═══ Exercise data ═══

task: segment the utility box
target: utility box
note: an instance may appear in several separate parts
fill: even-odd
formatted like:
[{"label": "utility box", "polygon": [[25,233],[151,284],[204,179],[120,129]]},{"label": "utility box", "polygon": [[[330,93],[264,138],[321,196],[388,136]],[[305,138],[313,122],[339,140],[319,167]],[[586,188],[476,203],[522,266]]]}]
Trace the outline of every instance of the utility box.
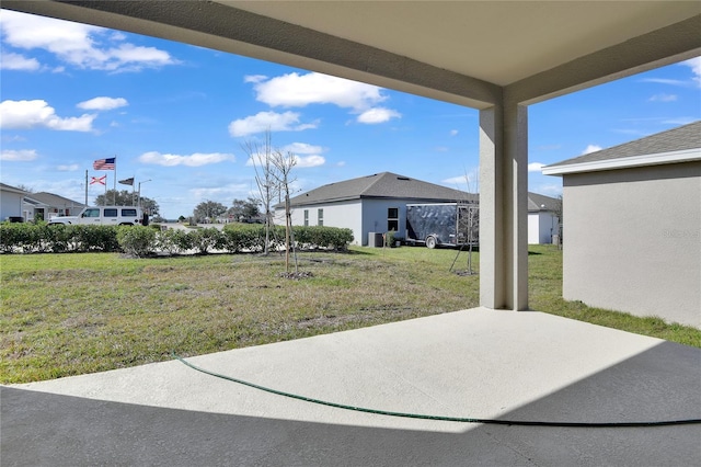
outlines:
[{"label": "utility box", "polygon": [[384,247],[384,239],[382,238],[382,234],[369,232],[368,234],[368,247],[370,247],[370,248],[382,248],[382,247]]}]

═══

■ **Goal of the exercise**
Reproduce every row above, requests included, with the picture lines left out, and scale each polygon coordinate in the outlines by 0.35, rounding to the nearest whole number with halves rounded up. Keep the coordinates in the format sample unchanged.

■ **Result for this task**
task: segment the utility box
target: utility box
note: an instance may appear in several separate parts
fill: even-odd
formatted like:
[{"label": "utility box", "polygon": [[25,233],[151,284],[204,179],[120,129]]},{"label": "utility box", "polygon": [[[330,93],[264,138],[321,196],[388,136]],[[305,138],[313,122],[339,140],[319,167]],[[586,188],[476,203],[522,266]]]}]
Trace the outline of every instance of the utility box.
outlines:
[{"label": "utility box", "polygon": [[134,86],[134,84],[134,83],[134,82],[129,81],[129,82],[129,86],[130,86],[130,87],[134,87],[134,86]]}]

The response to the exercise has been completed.